TASK BRIEF — Find the line that contains "Query: distant mountain peak" in the entries below. Output it and each later line exactly, and nothing else.

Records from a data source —
****************************************
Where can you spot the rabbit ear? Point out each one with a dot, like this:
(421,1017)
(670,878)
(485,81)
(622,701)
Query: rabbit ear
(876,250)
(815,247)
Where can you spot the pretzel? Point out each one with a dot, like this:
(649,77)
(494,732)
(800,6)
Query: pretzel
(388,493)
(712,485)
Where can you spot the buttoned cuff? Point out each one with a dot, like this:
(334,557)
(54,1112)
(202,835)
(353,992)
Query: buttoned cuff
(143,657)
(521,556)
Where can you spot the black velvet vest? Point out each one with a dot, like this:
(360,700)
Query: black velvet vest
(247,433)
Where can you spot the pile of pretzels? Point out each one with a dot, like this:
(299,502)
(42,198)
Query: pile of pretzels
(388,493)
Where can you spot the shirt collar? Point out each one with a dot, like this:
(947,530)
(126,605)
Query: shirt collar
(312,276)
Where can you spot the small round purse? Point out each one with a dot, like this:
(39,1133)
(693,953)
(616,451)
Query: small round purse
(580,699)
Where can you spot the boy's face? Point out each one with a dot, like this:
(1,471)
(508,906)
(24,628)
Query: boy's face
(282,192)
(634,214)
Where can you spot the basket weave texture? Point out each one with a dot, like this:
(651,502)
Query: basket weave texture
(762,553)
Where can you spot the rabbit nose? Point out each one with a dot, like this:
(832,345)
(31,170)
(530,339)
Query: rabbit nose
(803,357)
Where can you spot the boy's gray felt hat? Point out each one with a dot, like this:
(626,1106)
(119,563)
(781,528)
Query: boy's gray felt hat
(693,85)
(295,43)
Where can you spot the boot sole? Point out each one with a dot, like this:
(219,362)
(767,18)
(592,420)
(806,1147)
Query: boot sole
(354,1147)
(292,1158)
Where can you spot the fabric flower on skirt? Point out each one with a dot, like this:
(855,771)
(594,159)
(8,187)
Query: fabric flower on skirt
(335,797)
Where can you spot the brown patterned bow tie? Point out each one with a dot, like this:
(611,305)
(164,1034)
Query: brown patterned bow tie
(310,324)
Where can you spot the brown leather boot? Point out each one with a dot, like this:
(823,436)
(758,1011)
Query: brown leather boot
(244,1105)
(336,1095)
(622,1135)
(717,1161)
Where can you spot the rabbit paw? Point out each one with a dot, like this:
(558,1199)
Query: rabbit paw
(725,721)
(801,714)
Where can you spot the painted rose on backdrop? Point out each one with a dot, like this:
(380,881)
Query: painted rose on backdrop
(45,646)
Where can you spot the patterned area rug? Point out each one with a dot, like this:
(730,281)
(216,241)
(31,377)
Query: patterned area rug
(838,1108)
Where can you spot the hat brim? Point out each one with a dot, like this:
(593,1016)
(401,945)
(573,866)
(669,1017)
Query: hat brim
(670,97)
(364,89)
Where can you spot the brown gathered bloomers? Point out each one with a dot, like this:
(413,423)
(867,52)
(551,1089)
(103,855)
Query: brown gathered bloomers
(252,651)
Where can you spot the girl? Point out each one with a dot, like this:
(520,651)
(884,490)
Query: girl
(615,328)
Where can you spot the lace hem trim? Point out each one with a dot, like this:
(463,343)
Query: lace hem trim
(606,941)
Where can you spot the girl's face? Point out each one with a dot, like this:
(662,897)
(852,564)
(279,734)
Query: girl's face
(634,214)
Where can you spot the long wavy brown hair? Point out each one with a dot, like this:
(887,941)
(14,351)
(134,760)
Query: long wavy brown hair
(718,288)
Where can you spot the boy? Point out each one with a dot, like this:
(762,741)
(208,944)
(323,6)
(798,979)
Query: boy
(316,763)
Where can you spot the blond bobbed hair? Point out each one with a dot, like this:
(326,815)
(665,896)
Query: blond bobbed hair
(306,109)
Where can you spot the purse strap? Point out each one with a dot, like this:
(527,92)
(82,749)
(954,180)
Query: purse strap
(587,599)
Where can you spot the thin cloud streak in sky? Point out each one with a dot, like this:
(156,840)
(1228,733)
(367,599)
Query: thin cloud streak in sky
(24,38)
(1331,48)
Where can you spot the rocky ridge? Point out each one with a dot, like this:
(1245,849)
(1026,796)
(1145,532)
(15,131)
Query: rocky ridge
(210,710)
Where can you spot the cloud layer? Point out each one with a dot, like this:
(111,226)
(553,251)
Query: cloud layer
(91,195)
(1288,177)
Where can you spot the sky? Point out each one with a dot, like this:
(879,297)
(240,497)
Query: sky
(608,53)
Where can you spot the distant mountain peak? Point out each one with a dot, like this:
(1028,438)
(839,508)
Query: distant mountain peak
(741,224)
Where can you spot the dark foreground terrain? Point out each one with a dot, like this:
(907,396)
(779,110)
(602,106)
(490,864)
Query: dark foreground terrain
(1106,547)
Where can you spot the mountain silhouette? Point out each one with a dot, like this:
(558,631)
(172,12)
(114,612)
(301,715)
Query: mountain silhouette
****************************************
RESULT FOR THIS EXERCISE —
Query: distant mountain peak
(741,224)
Where can you spot the dark foreground terrain? Point out each one with a dot, like this:
(907,396)
(779,110)
(602,106)
(490,864)
Query: dark foreground terrain
(1106,547)
Where can you spot the mountain silhouette? Point out each one with a dot, like this:
(558,631)
(172,12)
(114,612)
(301,715)
Query: mountain silhouette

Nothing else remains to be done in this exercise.